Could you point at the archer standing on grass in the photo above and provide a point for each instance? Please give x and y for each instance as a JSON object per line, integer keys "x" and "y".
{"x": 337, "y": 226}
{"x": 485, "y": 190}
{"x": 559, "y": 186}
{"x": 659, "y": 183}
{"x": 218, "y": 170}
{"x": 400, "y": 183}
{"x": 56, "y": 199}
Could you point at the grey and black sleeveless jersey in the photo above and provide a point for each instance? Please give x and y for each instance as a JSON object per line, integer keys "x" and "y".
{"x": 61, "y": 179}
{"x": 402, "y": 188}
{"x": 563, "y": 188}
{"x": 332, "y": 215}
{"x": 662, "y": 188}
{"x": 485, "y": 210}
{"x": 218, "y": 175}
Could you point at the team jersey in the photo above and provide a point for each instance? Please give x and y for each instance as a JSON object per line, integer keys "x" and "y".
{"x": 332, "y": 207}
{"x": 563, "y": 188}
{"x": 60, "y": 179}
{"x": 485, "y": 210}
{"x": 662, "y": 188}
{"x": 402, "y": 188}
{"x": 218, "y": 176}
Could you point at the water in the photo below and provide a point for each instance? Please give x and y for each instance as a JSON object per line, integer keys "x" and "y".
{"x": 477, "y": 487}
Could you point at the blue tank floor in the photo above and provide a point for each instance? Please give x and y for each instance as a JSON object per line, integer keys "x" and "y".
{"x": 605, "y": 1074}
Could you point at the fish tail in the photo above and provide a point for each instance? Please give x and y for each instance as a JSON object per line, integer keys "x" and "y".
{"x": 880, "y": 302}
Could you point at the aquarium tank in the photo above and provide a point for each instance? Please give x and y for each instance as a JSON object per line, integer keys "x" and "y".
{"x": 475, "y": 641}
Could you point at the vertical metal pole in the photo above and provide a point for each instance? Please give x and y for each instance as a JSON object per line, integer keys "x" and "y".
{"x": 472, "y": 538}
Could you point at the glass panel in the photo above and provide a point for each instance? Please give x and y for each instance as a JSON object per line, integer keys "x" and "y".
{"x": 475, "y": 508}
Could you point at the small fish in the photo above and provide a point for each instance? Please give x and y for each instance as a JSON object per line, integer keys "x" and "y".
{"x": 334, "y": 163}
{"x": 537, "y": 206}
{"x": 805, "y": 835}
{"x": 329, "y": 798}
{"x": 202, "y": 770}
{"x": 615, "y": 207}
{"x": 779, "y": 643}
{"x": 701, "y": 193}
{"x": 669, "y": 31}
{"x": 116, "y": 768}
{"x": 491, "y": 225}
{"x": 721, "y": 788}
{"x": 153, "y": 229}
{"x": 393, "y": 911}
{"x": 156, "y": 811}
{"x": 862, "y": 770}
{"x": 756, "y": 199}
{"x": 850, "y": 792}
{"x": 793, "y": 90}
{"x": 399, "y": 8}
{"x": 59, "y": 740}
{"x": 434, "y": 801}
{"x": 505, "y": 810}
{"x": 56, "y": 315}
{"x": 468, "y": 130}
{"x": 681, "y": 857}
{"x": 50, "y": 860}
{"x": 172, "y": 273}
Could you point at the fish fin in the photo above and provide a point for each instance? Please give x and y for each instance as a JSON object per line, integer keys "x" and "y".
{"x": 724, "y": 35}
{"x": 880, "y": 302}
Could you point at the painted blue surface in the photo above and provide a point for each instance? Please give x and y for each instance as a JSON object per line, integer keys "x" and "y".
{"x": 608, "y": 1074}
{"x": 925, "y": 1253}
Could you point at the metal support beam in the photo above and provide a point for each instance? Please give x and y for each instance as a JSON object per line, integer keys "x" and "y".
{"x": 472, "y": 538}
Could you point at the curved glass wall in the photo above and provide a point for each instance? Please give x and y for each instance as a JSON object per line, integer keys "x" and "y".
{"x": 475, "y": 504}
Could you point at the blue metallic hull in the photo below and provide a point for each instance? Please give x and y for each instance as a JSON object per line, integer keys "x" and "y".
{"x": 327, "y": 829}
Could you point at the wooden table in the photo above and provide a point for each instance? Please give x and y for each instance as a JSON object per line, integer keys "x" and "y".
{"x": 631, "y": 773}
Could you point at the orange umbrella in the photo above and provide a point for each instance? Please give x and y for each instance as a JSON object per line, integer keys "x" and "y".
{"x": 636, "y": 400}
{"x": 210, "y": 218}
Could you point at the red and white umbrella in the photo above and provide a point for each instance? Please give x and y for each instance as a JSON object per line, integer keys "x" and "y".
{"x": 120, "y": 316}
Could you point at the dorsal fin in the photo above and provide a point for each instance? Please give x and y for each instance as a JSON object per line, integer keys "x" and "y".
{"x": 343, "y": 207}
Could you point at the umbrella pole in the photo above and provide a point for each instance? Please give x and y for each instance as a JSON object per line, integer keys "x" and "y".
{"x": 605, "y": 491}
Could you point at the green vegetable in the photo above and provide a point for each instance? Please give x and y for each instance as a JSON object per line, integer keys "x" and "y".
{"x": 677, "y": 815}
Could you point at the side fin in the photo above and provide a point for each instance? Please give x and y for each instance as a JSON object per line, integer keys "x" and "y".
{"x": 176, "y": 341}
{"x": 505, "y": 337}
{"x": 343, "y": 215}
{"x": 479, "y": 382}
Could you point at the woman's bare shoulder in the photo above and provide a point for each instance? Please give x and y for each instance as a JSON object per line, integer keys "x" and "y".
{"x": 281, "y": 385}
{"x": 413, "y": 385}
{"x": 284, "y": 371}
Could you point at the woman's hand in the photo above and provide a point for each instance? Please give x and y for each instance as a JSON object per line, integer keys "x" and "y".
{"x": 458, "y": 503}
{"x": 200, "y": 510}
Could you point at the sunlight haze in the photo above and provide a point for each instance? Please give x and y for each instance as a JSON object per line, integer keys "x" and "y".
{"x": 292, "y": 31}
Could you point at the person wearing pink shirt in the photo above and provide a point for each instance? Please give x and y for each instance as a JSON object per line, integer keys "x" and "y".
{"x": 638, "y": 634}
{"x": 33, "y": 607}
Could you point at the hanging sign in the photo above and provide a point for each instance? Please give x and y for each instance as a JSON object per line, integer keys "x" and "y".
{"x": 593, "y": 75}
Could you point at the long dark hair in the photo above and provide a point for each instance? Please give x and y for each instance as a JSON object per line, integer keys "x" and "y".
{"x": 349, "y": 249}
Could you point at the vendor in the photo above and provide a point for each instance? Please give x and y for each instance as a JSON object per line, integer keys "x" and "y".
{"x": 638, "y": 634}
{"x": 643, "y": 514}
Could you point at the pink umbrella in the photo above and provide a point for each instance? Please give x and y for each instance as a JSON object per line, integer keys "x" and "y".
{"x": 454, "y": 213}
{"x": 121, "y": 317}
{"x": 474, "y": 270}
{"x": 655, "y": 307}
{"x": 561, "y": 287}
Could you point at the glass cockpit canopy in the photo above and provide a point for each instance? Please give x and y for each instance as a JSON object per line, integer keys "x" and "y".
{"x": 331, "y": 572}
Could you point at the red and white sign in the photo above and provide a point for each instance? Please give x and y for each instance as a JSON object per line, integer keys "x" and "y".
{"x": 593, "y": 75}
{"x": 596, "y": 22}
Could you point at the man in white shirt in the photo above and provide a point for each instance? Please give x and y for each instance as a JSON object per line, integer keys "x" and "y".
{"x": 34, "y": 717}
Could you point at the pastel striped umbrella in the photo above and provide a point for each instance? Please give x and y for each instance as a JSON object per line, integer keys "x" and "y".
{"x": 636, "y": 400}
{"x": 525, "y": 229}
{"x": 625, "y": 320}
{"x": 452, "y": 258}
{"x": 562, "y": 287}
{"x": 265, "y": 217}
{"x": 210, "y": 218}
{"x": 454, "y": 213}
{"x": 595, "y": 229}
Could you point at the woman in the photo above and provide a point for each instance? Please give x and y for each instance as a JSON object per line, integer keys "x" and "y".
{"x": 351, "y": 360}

------------------------

> _Directive_:
Give back the lines of the listing from the one with "Could you point at the pink" through the end, both included, exactly as written and with nothing added.

> _Full solution_:
Could you point at the pink umbrella in the photo above and provide a point for each instance? Please give x and y for each instance as a JSON object per line, integer keys "x" and "y".
{"x": 454, "y": 213}
{"x": 121, "y": 317}
{"x": 474, "y": 270}
{"x": 655, "y": 307}
{"x": 561, "y": 287}
Could you point at the glass cockpit canopy in the photo above and provide a point for each instance? Please give x and y for each instance as a JSON object per line, integer keys "x" and "y".
{"x": 331, "y": 572}
Could you point at the red and white sign in the photo above and provide a point for each instance? Please give x and y for each instance as a JSON object per line, integer keys "x" and "y".
{"x": 593, "y": 75}
{"x": 596, "y": 22}
Could you point at the man in white shirt in the photo above and provide a point for each instance? Please give x and y for each instance as a JSON object per line, integer keys "x" and "y".
{"x": 34, "y": 717}
Could you point at the pastel striped umbrella in the photo above and provide a point for each instance? Please give x and y for each instance as a JSON object per line, integer keys "x" and "y".
{"x": 636, "y": 400}
{"x": 525, "y": 229}
{"x": 625, "y": 320}
{"x": 452, "y": 258}
{"x": 562, "y": 287}
{"x": 265, "y": 217}
{"x": 210, "y": 218}
{"x": 454, "y": 213}
{"x": 595, "y": 229}
Could you point at the woman in the photo above and provide a point for each instance? Please give x and y for each instance as a JSON object per line, integer keys "x" and "y".
{"x": 351, "y": 360}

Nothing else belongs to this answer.